## PROBLEM REQUIREMENTS
Starting at the first line, copy the data below through to the end, exactly.

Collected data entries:
◆ ◆ ◆

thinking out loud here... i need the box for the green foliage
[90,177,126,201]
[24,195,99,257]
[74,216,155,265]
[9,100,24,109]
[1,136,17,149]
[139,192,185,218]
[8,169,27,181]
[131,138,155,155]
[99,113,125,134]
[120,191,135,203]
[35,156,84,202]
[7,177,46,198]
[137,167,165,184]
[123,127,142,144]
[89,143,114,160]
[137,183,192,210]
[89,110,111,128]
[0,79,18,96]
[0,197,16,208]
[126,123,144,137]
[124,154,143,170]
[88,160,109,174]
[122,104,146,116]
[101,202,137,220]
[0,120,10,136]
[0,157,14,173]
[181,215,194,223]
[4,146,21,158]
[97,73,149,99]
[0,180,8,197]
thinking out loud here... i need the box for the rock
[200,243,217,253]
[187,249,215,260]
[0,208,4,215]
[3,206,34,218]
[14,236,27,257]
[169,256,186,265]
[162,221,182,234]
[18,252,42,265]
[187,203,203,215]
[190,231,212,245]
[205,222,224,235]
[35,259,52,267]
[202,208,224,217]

◆ ◆ ◆

## ANSWER AREA
thinking out loud here... i need the box for the green foliage
[90,177,126,201]
[24,195,99,257]
[74,216,155,265]
[9,100,24,109]
[1,136,17,149]
[139,192,185,218]
[8,169,27,181]
[131,138,155,155]
[99,113,125,134]
[120,191,135,203]
[35,156,84,202]
[7,177,46,198]
[137,167,165,184]
[123,127,142,144]
[89,143,114,160]
[137,183,192,210]
[89,110,111,128]
[0,79,18,96]
[0,197,16,208]
[126,123,144,137]
[124,154,143,170]
[88,160,109,174]
[122,104,146,116]
[101,202,137,220]
[0,120,10,136]
[0,157,14,173]
[181,215,194,223]
[4,146,21,158]
[97,73,149,99]
[0,180,8,197]
thinking out loud here... i need the box for the rock
[200,243,217,253]
[187,249,215,260]
[0,208,4,215]
[3,206,34,218]
[14,236,27,257]
[169,256,186,265]
[162,221,182,234]
[18,252,42,265]
[187,203,203,215]
[190,231,212,245]
[205,222,224,235]
[35,259,52,267]
[202,208,224,217]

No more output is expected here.